Return each line in the entries below that contains the word "hair". Case counts, so match capital and small letters exactly.

__INFORMATION SUPPLIED__:
┌──

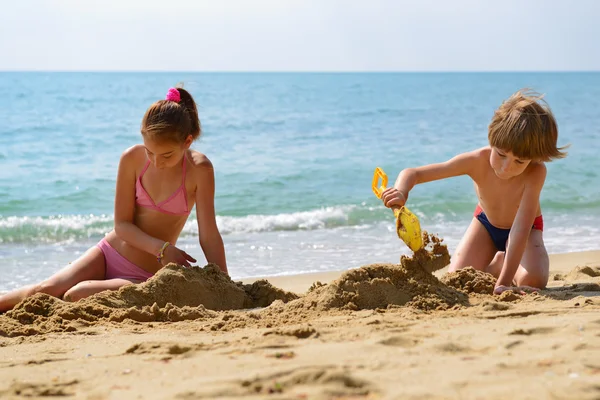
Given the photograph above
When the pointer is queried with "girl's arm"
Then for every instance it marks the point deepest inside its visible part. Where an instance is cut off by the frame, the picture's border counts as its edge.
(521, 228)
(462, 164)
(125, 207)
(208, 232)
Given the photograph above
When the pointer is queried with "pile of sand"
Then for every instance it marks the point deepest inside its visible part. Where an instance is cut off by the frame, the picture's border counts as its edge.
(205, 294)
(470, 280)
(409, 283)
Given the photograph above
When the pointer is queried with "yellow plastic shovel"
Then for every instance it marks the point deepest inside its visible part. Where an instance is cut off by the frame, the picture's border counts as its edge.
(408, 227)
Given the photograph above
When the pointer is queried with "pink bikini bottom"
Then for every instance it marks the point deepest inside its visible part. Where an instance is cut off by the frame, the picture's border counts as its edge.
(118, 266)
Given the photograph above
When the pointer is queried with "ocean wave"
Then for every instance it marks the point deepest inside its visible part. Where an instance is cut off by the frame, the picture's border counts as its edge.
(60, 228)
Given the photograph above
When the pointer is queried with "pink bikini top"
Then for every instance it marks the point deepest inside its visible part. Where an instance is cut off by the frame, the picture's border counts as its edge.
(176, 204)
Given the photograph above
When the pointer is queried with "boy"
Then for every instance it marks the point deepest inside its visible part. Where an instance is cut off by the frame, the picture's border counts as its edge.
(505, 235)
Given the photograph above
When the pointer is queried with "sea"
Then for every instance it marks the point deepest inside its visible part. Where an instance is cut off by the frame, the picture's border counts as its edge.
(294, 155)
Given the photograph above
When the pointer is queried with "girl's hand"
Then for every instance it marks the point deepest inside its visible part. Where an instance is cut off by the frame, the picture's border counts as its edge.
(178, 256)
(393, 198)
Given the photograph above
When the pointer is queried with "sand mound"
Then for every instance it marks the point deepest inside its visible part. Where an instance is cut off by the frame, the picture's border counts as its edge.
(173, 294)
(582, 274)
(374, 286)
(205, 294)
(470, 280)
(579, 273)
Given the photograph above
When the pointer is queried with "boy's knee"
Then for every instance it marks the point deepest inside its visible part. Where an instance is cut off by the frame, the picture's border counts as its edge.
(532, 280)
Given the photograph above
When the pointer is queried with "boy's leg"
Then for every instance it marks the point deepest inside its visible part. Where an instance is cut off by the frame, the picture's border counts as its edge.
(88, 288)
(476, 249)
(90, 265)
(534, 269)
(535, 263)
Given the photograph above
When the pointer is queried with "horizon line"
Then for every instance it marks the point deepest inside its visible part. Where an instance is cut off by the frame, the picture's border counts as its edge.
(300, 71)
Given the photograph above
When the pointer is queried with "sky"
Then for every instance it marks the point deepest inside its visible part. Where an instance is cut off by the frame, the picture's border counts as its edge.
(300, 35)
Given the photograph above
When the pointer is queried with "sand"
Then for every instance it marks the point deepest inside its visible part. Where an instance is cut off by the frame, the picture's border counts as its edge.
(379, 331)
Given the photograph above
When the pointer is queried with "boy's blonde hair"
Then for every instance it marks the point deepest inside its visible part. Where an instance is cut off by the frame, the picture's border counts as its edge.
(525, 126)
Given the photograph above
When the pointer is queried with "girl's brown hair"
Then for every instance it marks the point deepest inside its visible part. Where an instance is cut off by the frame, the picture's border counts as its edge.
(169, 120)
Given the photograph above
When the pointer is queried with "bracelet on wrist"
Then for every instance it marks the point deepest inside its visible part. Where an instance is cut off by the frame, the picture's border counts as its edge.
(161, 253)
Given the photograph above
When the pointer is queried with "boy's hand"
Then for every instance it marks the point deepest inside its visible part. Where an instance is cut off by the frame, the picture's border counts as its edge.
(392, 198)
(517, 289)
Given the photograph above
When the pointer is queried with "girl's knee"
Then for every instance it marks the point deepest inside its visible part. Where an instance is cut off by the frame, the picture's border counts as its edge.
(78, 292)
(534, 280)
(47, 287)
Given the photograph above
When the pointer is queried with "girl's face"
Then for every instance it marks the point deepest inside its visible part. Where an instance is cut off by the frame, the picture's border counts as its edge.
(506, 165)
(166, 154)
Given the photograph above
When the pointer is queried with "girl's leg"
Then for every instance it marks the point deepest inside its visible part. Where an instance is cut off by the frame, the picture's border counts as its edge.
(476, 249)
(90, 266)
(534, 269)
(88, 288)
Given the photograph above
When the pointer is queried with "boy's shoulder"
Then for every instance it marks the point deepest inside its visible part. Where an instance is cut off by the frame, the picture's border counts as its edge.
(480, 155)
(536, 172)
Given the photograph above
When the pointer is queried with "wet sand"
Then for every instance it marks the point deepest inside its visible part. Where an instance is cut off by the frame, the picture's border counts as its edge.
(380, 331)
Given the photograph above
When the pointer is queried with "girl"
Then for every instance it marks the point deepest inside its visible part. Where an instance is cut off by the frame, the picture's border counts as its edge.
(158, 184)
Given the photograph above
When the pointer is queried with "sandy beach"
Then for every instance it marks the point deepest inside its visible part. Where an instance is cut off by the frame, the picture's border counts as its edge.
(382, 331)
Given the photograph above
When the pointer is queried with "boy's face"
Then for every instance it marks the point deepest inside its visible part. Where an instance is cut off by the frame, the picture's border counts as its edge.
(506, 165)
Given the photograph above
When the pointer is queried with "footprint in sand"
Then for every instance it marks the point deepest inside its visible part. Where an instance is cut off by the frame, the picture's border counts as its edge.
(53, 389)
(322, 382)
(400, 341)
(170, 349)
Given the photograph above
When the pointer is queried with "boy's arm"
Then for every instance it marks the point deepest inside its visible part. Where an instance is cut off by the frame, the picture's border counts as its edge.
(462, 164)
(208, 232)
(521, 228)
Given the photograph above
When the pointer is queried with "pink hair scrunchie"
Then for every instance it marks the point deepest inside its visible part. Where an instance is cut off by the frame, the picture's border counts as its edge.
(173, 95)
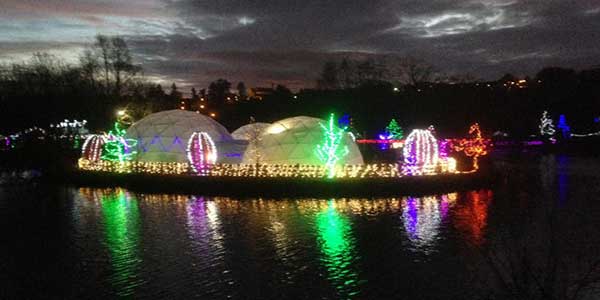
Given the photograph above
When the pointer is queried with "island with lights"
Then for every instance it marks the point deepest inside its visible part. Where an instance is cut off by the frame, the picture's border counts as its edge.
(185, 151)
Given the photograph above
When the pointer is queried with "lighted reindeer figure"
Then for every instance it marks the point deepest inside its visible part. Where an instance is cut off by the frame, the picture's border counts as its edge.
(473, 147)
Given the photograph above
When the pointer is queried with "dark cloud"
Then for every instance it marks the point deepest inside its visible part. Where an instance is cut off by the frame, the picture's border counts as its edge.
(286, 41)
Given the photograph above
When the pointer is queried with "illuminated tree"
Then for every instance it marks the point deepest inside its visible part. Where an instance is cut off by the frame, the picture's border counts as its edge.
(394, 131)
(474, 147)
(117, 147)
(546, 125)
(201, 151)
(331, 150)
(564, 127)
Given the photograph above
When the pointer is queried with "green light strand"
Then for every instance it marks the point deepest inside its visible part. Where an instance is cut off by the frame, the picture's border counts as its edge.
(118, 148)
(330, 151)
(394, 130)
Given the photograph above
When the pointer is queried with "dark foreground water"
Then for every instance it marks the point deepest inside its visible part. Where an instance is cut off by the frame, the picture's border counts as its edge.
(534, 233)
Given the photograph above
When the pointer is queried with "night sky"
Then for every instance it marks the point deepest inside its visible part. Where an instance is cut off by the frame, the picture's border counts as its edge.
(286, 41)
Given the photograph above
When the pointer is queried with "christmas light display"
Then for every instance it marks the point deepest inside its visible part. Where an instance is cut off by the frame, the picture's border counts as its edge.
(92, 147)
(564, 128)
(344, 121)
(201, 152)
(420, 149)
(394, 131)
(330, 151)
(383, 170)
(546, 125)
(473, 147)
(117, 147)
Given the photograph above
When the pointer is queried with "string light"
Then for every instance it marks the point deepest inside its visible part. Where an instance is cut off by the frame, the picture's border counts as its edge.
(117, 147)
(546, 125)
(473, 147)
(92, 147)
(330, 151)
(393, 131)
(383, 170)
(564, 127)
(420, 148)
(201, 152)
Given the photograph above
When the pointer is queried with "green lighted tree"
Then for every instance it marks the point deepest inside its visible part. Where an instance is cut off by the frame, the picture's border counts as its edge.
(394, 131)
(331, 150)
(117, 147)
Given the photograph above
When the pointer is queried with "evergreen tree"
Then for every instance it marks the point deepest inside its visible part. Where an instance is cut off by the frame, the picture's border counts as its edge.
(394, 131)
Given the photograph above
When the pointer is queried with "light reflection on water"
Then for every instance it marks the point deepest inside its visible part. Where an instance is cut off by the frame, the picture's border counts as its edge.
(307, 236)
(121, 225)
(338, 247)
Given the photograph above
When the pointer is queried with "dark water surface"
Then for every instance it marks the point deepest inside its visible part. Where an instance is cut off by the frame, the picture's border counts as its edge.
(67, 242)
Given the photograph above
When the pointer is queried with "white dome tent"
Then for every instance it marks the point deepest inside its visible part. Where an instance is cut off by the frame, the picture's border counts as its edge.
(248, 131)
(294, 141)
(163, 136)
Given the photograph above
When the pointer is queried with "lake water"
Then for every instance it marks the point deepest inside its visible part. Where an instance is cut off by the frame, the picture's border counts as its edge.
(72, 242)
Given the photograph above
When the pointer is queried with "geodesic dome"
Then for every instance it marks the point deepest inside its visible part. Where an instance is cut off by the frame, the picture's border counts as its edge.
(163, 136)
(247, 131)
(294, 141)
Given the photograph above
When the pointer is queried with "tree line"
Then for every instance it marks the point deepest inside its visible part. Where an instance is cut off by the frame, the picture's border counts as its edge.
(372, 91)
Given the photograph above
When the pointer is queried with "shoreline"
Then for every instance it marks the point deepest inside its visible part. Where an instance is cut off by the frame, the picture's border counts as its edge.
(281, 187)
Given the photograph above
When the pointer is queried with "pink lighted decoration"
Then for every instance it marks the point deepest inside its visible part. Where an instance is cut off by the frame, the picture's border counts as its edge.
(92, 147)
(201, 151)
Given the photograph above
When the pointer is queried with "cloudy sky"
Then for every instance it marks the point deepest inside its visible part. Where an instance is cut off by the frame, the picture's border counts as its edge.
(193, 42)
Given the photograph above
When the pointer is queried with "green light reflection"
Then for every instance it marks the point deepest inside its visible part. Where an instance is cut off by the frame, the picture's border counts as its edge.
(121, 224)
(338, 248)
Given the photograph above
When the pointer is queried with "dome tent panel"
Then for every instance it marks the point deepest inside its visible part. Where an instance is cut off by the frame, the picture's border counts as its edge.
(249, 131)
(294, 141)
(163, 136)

└──
┌──

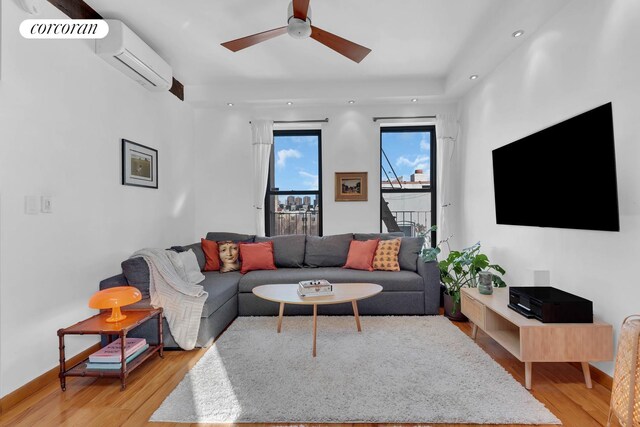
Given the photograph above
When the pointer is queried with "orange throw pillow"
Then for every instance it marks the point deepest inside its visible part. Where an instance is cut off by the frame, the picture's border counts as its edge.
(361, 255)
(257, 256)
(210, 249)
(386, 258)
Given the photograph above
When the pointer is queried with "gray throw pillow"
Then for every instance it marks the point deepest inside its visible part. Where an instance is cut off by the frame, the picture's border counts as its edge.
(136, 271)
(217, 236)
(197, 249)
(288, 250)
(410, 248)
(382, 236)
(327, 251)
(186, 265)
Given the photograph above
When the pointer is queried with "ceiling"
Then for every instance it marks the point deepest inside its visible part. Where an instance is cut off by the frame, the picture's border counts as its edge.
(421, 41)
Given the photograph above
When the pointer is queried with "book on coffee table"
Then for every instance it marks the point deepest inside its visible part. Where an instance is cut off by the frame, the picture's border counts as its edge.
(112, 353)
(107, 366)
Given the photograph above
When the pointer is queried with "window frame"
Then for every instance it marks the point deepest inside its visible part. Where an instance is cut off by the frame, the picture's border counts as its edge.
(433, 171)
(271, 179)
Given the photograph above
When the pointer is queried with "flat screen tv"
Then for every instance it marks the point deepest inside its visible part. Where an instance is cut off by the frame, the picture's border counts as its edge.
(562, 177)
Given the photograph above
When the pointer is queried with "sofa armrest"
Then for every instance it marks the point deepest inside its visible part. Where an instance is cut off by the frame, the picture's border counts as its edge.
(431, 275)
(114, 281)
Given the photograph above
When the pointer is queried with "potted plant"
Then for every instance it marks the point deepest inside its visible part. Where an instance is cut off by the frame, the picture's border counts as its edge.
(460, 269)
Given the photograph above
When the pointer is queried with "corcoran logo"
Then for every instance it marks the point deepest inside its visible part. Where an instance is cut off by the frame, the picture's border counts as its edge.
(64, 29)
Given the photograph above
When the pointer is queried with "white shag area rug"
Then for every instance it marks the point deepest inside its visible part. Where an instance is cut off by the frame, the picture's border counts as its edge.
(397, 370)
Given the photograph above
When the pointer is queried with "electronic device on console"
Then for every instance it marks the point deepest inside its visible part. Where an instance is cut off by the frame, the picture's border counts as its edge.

└──
┌──

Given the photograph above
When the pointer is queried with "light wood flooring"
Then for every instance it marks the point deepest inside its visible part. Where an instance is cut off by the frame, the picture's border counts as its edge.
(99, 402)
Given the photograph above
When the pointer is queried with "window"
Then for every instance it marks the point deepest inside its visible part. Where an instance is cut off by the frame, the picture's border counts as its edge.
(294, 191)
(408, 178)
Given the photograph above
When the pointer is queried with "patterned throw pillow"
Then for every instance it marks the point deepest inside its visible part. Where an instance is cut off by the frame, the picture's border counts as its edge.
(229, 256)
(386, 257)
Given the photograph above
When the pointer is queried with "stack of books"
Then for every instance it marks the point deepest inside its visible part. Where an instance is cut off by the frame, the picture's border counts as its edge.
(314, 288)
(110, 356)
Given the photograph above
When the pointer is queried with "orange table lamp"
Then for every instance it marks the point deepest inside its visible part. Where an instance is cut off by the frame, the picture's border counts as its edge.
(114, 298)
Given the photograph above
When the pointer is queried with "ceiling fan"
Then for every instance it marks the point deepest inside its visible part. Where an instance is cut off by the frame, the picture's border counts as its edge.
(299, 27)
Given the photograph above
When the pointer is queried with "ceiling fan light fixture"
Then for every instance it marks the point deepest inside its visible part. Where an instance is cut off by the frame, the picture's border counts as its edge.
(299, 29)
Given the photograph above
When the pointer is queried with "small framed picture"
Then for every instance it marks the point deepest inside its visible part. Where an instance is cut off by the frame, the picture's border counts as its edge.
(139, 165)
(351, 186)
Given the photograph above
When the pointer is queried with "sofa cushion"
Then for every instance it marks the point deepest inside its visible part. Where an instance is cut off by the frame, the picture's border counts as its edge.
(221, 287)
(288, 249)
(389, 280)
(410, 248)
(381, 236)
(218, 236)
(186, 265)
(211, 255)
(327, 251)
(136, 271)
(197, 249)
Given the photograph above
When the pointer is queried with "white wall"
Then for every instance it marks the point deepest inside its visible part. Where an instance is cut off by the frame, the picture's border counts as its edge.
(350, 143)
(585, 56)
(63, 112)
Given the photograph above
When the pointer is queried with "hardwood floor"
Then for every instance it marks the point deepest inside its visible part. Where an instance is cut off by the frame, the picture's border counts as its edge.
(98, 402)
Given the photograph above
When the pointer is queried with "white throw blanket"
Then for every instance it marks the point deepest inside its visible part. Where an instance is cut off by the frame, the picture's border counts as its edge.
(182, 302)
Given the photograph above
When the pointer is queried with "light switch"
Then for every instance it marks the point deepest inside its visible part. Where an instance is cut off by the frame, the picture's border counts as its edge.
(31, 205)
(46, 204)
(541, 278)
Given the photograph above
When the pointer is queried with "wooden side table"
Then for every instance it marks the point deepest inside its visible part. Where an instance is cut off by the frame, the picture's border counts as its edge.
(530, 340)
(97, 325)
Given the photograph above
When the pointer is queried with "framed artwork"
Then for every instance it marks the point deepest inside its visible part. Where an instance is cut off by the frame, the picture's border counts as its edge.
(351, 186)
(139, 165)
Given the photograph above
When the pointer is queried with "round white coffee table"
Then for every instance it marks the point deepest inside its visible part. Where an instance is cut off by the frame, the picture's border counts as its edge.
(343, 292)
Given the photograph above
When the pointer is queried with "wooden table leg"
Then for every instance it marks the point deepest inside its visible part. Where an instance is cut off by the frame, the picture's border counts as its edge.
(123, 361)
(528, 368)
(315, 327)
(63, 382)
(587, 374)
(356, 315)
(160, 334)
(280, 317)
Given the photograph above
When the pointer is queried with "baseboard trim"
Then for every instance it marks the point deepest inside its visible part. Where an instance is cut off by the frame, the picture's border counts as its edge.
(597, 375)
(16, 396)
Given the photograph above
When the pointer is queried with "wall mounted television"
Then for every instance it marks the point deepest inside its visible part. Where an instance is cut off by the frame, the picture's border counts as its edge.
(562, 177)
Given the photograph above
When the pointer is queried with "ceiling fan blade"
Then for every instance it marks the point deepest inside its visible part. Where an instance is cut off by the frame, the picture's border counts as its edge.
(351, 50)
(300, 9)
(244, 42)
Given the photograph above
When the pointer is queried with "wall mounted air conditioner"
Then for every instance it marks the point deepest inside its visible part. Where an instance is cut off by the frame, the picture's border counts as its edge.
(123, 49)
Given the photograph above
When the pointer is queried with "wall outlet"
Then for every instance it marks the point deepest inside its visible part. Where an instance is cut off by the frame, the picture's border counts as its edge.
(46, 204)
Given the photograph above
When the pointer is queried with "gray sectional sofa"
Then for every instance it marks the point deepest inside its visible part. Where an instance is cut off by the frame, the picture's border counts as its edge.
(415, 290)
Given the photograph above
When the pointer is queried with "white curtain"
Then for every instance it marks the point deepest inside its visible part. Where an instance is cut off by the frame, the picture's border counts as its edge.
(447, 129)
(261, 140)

└──

__TASK SOLUTION__:
When the pointer is queried with "boy's blonde hair"
When the pointer is queried with "girl's brown hair"
When the pointer is queried with "pink hair scrunchie"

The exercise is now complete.